*Problems to work on*:
a. In the forum thread about chest packs, slings and backpacks, what style of pack does imalt's brother-in-law wear?
b. Repeat the forum thread about chest packs, slings and backpacks word for word, from "# chest pack, sling" to "is definitely out.".

# chest pack, sling or backpack



## imalt (Apr 17, 2008)

I use a backpack right now but it is kind of a pain in the ass if I am waist deep wading and want to change flies. I am really leaning towards a chest pack but I like to carry alot. I already know my current musky fly boxes are probably not going to fit in a chest pack but I will just make some smaller boxes for those or keep the backpack when I musky fish. I just wanted to get some opinions of the downfalls of a chest pack since that is what I am leaning towards. My brother in law wears a fanny pack style I am not a fanny pack kind of guy so that is definitely out.


----------



## Flymaker (Jan 24, 2013)

I know its not the in thing anymore, but ....I will always go with a vest or a wading Jacket.....freind of mine uses a pack I dont think I would like it....not really into the man purse and I carry everthing I think I'm gonna need .....3-4 fly box's...leader wallet, spools of tippet , spare spool with a sink tip on it....and the list goes on....I may get a chest pack for float trips where most of what I need says on the boat and I just carry the little things........but I'm a die-hard vest guy......damn I must be showing my age.............

*Recorded data*:
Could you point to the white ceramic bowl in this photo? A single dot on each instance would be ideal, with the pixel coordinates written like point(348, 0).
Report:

*Outputs by task*:
a. A fanny pack style.

b.
# chest pack, sling or backpack



## imalt (Apr 17, 2008)

I use a backpack right now but it is kind of a pain in the ass if I am waist deep wading and want to change flies. I am really leaning towards a chest pack but I like to carry alot. I already know my current musky fly boxes are probably not going to fit in a chest pack but I will just make some smaller boxes for those or keep the backpack when I musky fish. I just wanted to get some opinions of the downfalls of a chest pack since that is what I am leaning towards. My brother in law wears a fanny pack style I am not a fanny pack kind of guy so that is definitely out.